• _OBJECTIVE_
Retype each record shown below, leaving every character as it is.

* Begin SUPPLIED DATA *

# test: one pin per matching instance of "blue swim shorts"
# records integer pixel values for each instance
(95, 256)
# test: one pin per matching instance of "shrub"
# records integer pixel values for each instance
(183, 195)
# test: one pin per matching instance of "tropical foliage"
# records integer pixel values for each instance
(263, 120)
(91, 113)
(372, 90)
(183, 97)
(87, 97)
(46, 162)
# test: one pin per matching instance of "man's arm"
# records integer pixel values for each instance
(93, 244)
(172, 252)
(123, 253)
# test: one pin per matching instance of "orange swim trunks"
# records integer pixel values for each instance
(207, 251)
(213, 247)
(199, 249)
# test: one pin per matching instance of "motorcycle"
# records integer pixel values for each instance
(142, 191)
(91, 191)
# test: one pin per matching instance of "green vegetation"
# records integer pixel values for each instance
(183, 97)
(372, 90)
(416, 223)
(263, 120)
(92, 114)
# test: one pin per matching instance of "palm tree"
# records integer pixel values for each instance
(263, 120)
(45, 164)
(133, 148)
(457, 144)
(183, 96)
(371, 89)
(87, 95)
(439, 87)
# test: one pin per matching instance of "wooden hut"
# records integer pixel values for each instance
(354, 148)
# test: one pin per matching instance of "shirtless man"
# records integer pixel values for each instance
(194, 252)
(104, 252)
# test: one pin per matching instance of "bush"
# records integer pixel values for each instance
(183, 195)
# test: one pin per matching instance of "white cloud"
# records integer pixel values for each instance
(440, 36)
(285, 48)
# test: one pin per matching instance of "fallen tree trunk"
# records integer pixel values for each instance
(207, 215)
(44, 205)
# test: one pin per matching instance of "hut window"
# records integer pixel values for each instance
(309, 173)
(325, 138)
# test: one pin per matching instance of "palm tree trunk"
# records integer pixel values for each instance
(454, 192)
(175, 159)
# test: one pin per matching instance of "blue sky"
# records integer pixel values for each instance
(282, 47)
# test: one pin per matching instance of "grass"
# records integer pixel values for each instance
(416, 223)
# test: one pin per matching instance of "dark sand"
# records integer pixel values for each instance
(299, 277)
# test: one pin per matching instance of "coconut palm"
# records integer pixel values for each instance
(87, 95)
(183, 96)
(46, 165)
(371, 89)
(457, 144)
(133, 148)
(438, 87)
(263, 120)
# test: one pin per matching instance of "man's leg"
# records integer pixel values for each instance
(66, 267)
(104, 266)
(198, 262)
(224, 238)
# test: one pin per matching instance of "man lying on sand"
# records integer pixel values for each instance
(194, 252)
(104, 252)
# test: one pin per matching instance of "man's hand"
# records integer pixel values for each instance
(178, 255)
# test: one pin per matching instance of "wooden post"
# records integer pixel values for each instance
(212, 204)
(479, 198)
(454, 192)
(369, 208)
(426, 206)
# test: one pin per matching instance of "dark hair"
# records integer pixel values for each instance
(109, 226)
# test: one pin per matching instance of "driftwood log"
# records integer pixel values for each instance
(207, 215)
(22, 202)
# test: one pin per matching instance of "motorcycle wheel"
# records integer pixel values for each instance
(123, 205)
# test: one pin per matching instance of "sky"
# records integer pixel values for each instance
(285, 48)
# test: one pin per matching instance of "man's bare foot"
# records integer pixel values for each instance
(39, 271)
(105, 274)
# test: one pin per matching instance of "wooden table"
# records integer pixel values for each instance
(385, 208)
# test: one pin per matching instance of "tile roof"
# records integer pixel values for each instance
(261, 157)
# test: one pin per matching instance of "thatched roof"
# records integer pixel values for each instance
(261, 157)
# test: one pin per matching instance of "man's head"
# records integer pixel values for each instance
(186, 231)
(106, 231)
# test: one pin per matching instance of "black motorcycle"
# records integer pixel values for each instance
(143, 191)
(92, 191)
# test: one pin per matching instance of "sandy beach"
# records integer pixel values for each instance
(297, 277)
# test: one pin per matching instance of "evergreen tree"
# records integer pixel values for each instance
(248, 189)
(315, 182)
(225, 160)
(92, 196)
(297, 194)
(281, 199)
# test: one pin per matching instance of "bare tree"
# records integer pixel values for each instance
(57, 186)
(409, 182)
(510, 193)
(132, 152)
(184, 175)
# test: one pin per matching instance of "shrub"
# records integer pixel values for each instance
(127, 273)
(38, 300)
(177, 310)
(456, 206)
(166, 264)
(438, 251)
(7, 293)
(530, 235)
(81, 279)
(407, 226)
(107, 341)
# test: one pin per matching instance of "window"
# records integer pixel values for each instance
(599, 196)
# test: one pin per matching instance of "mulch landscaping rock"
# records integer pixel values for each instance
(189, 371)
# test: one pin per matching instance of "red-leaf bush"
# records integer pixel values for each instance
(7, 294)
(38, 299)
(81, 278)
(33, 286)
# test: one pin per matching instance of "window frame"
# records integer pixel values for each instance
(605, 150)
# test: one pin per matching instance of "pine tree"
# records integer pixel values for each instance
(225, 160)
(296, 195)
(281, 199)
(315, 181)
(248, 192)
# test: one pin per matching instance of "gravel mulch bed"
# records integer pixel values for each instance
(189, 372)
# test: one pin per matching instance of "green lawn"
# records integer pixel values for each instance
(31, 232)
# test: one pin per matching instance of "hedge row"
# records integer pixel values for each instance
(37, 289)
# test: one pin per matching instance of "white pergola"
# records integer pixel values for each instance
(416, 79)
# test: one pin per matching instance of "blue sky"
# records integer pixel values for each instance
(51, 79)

* End SUPPLIED DATA *

• _TASK SOLUTION_
# test: one pin per matching instance of "blue swim shorts"
# records integer pixel values for each instance
(95, 256)
# test: one pin per matching instance of "shrub"
# records integer pixel values for each instance
(183, 195)
# test: one pin per matching instance of "tropical foliage"
# records integer pixel values for each instance
(263, 120)
(91, 113)
(372, 90)
(183, 97)
(87, 97)
(46, 162)
# test: one pin per matching instance of "man's arm"
# records integer pixel values for each instance
(93, 244)
(172, 252)
(123, 253)
# test: one pin per matching instance of "orange swim trunks"
# records integer pixel values for each instance
(207, 251)
(213, 247)
(199, 249)
# test: one pin per matching instance of "motorcycle"
# records integer pixel values for each instance
(142, 191)
(91, 191)
# test: one pin per matching instance of "green vegetation"
# records integer pixel values for each instance
(183, 97)
(372, 90)
(416, 223)
(263, 120)
(92, 114)
# test: one pin per matching instance of "palm tree"
# records integer pixel values for each instance
(263, 120)
(45, 164)
(133, 148)
(457, 144)
(183, 96)
(371, 89)
(87, 95)
(439, 87)
# test: one pin per matching instance of "wooden hut"
# records integer pixel values for each instance
(354, 148)
# test: one pin per matching instance of "shirtless man"
# records integer pixel values for each instance
(194, 252)
(104, 252)
# test: one pin per matching instance of "bush"
# records integer pixel values for each instance
(183, 195)
# test: one pin per matching instance of "white cloud"
# records integer pixel values for each instance
(440, 36)
(285, 48)
# test: one pin per matching instance of "fallen tree trunk"
# records integer pixel values for each instance
(207, 215)
(44, 205)
# test: one pin per matching instance of "hut window"
# records integer pixel values for each instance
(309, 173)
(325, 138)
# test: one pin per matching instance of "palm tree trunk"
# records integer pixel values for each instance
(454, 192)
(175, 159)
# test: one pin per matching instance of "blue sky"
# records integer pixel values for each instance
(282, 47)
# test: one pin per matching instance of "grass"
# records integer pixel values for each instance
(416, 223)
# test: one pin per matching instance of "dark sand"
# records integer pixel values for each instance
(299, 277)
# test: one pin per matching instance of "coconut palm"
# records integer pixel values for each instance
(87, 95)
(183, 96)
(46, 165)
(371, 89)
(457, 144)
(133, 148)
(438, 87)
(263, 120)
# test: one pin per matching instance of "man's leg"
# records integer pixel values for each instance
(66, 267)
(104, 266)
(198, 262)
(224, 238)
# test: one pin per matching instance of "man lying on sand"
# records integer pixel values for each instance
(194, 252)
(104, 252)
# test: one pin per matching instance of "man's hand"
# records integer pixel values for each instance
(178, 255)
# test: one pin per matching instance of "wooden post"
# records integer pixel values for each instance
(212, 204)
(479, 198)
(454, 192)
(369, 208)
(426, 206)
# test: one pin per matching instance of "dark hair"
# records integer pixel values for each instance
(109, 226)
# test: one pin per matching instance of "driftwood log"
# records integer pixel values for each instance
(207, 215)
(22, 202)
# test: one pin per matching instance of "motorcycle wheel"
# records integer pixel values for each instance
(123, 205)
# test: one pin per matching instance of "sky"
# records integer pixel values for each instance
(285, 48)
# test: one pin per matching instance of "man's bare foot"
# records integer pixel values for each instance
(39, 271)
(105, 274)
# test: one pin per matching instance of "wooden table"
# records integer pixel values for each instance
(385, 208)
# test: one pin per matching instance of "tile roof"
# records integer pixel values for each instance
(261, 157)
# test: one pin per matching instance of "thatched roof"
# records integer pixel values for each instance
(261, 157)
# test: one pin per matching instance of "man's head"
# records integer pixel values for each instance
(186, 231)
(106, 231)
# test: one pin per matching instance of "black motorcycle"
# records integer pixel values for each instance
(143, 191)
(92, 191)
# test: one pin per matching instance of "sandy beach"
# records integer pixel values for each instance
(297, 277)
# test: one pin per matching instance of "evergreen tree"
# records integer pixel values for each instance
(248, 189)
(315, 182)
(225, 160)
(92, 196)
(297, 194)
(281, 199)
# test: one pin per matching instance of "bare tree"
# records integer pixel values for each instance
(57, 186)
(409, 182)
(510, 193)
(132, 152)
(184, 175)
# test: one pin per matching instance of "shrub"
# records integer pixel values for each instance
(127, 273)
(38, 300)
(177, 310)
(456, 206)
(166, 264)
(438, 251)
(7, 293)
(530, 235)
(81, 279)
(407, 226)
(107, 341)
# test: one pin per matching instance of "window"
# records integer pixel values for each instance
(599, 196)
# test: one pin per matching instance of "mulch landscaping rock"
# records integer pixel values for each instance
(189, 371)
# test: one pin per matching instance of "red-leaf bush"
# records integer pixel values for each instance
(7, 294)
(38, 299)
(81, 278)
(33, 286)
# test: one pin per matching instance of "window frame"
# records integer pixel values for each instance
(605, 150)
# test: one pin per matching instance of "pine tree"
# records integer pixel values for each instance
(225, 160)
(296, 195)
(281, 199)
(315, 181)
(248, 192)
# test: one pin per matching instance of "gravel mulch bed"
# records integer pixel values for each instance
(189, 372)
# test: one pin per matching instance of "green lawn"
# records integer pixel values for each instance
(31, 232)
# test: one pin per matching instance of "hedge row"
# records integer pixel values for each instance
(37, 289)
# test: one pin per matching instance of "white pergola"
# records integer pixel values for each instance
(416, 79)
# test: one pin per matching instance of "blue sky"
# records integer pixel values for each instance
(51, 79)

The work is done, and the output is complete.